* EXERCISE: Please copy the data shown below, word for word.

::: DATA SUPPLIED

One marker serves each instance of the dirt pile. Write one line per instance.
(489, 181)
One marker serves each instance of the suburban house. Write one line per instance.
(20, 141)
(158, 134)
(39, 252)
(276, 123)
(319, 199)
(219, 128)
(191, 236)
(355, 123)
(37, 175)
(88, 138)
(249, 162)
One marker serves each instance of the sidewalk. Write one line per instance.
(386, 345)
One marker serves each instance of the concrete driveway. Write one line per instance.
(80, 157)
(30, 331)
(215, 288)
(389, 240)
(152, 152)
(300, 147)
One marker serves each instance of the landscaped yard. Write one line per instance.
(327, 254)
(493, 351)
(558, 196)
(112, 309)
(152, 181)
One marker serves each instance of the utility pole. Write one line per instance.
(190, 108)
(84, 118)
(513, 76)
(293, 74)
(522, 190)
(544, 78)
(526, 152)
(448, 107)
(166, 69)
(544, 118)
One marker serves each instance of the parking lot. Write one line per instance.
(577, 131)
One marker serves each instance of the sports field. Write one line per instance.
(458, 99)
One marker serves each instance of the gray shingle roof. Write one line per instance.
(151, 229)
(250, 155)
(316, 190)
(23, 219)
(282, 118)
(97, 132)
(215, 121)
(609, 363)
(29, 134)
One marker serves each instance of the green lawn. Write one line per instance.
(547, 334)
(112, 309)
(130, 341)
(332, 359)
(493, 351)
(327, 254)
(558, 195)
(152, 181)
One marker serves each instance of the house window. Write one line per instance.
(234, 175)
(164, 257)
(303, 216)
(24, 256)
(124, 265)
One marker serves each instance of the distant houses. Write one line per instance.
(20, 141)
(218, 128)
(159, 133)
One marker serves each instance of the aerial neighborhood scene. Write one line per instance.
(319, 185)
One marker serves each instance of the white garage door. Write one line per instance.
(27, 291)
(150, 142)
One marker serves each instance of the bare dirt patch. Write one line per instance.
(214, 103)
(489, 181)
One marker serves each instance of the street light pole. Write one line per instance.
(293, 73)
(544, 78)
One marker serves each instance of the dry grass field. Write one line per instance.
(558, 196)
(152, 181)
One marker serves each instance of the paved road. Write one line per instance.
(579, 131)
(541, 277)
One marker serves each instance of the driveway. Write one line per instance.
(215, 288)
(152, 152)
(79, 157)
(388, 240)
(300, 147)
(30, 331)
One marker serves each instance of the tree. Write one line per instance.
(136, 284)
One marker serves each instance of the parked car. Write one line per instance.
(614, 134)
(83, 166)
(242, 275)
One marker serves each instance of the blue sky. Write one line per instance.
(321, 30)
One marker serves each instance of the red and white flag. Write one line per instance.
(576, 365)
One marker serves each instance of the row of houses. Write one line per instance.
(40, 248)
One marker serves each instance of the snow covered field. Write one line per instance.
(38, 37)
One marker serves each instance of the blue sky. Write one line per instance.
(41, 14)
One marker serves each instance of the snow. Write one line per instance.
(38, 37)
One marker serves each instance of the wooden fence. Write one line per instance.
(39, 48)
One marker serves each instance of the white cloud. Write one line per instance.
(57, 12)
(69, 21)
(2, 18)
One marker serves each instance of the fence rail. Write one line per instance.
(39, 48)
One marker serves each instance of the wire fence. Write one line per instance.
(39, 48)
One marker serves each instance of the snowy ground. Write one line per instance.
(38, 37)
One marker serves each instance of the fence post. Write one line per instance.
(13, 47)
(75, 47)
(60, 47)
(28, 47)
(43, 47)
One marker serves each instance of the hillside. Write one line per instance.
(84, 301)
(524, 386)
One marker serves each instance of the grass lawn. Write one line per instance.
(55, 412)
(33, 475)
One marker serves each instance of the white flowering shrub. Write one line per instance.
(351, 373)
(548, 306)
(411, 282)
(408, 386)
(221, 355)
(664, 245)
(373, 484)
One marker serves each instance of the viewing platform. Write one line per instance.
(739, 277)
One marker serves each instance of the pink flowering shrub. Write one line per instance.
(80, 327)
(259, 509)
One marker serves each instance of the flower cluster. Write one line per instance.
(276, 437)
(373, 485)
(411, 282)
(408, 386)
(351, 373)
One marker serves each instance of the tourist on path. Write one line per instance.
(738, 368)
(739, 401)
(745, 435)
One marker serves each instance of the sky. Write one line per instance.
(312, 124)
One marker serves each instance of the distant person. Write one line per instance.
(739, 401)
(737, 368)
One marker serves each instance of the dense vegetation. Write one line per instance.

::::::

* REPLY TO THE TASK:
One marker serves each instance of the dirt pile. Write one line per instance.
(489, 181)
One marker serves each instance of the suburban house. Write one line per instance.
(20, 141)
(158, 134)
(39, 252)
(276, 123)
(319, 199)
(219, 128)
(191, 236)
(355, 123)
(37, 175)
(88, 138)
(249, 162)
One marker serves each instance of the sidewalk. Write one line per instance.
(386, 345)
One marker serves each instance of the concrete driveway. Write one line per instance.
(80, 157)
(30, 331)
(215, 288)
(389, 240)
(152, 152)
(300, 147)
One marker serves each instance of the landscaped yard. Write one line per instance.
(327, 254)
(493, 351)
(558, 196)
(112, 309)
(152, 181)
One marker serves each instance of the utility pole. Write one line per instance.
(190, 108)
(84, 118)
(513, 76)
(293, 74)
(522, 190)
(544, 78)
(526, 152)
(448, 107)
(166, 69)
(544, 118)
One marker serves each instance of the parking lot. Write one line per instance.
(577, 131)
One marker serves each instance of the sports field. Write one line per instance.
(458, 99)
One marker serves each instance of the gray shingle roof. Write one line per instance.
(151, 229)
(250, 155)
(316, 190)
(23, 219)
(282, 118)
(97, 132)
(215, 121)
(609, 363)
(29, 134)
One marker serves each instance of the green lawn. Write one line per instance.
(547, 334)
(112, 309)
(130, 341)
(332, 359)
(493, 351)
(327, 254)
(558, 195)
(152, 181)
One marker serves each instance of the house window. Write one line per instance.
(234, 175)
(164, 257)
(303, 216)
(24, 256)
(124, 265)
One marker serves each instance of the distant houses. Write one line per instance.
(20, 141)
(218, 128)
(159, 133)
One marker serves each instance of the aerial neighborhood scene. Write one line per instance.
(319, 185)
One marker serves each instance of the white garage door. Write one line per instance.
(27, 291)
(150, 142)
One marker serves each instance of the bare dirt patch. Write one line per instance.
(214, 103)
(489, 181)
One marker serves each instance of the street light pole. Write one line per instance.
(293, 73)
(544, 78)
One marker serves each instance of the dry grass field. Write one line per instance.
(558, 196)
(152, 181)
One marker serves each instance of the paved road. Write one line per instance.
(579, 131)
(541, 277)
One marker serves each instance of the driveway. Write one line per instance.
(215, 288)
(152, 152)
(79, 157)
(388, 240)
(300, 147)
(30, 331)
One marker serves each instance of the tree. Write one line per instance.
(136, 284)
One marker serves each instance of the parked car. Write one line per instance.
(614, 134)
(83, 166)
(242, 275)
One marker serves each instance of the blue sky. Write one line per instance.
(321, 30)
One marker serves each instance of the red and white flag. Write one line per instance.
(576, 365)
One marker serves each instance of the row of houses. Write one line per instance.
(40, 248)
One marker serves each instance of the snow covered field. Write one line per instance.
(38, 37)
One marker serves each instance of the blue sky. Write one line per instance.
(41, 14)
One marker serves each instance of the snow. Write one line per instance.
(38, 37)
One marker serves each instance of the wooden fence. Write one line per instance.
(39, 48)
One marker serves each instance of the white cloud. Write one line per instance.
(57, 12)
(69, 21)
(2, 18)
One marker serves each instance of the fence rail. Write one line per instance.
(39, 48)
One marker serves each instance of the wire fence. Write one line per instance.
(39, 48)
One marker serves each instance of the snowy ground. Write one line per instance.
(38, 37)
One marker serves each instance of the fence post. Write one line per instance.
(13, 47)
(75, 47)
(60, 47)
(28, 47)
(43, 47)
One marker serves each instance of the hillside. Write one line per instance.
(84, 301)
(524, 386)
One marker serves each instance of the grass lawn. Write one line per instance.
(55, 412)
(33, 475)
One marker serves each instance of the white flowering shrub. Write one line per instance.
(351, 373)
(548, 306)
(411, 282)
(408, 386)
(221, 355)
(664, 245)
(373, 484)
One marker serves each instance of the viewing platform. Write one line per instance.
(739, 277)
One marker serves each instance of the pink flowering shrub. Write one line per instance.
(80, 327)
(259, 509)
One marker serves each instance of the flower cluster. Write one line per instance.
(276, 437)
(373, 485)
(411, 282)
(408, 386)
(351, 373)
One marker serves each instance of the tourist on path. Write one line per instance.
(738, 368)
(739, 401)
(745, 435)
One marker serves each instance of the sky. Write one line per instance.
(312, 124)
One marker serves each instance of the distant person. Write one line per instance.
(739, 401)
(737, 368)
One marker serves each instance of the dense vegetation. Write one line per instance.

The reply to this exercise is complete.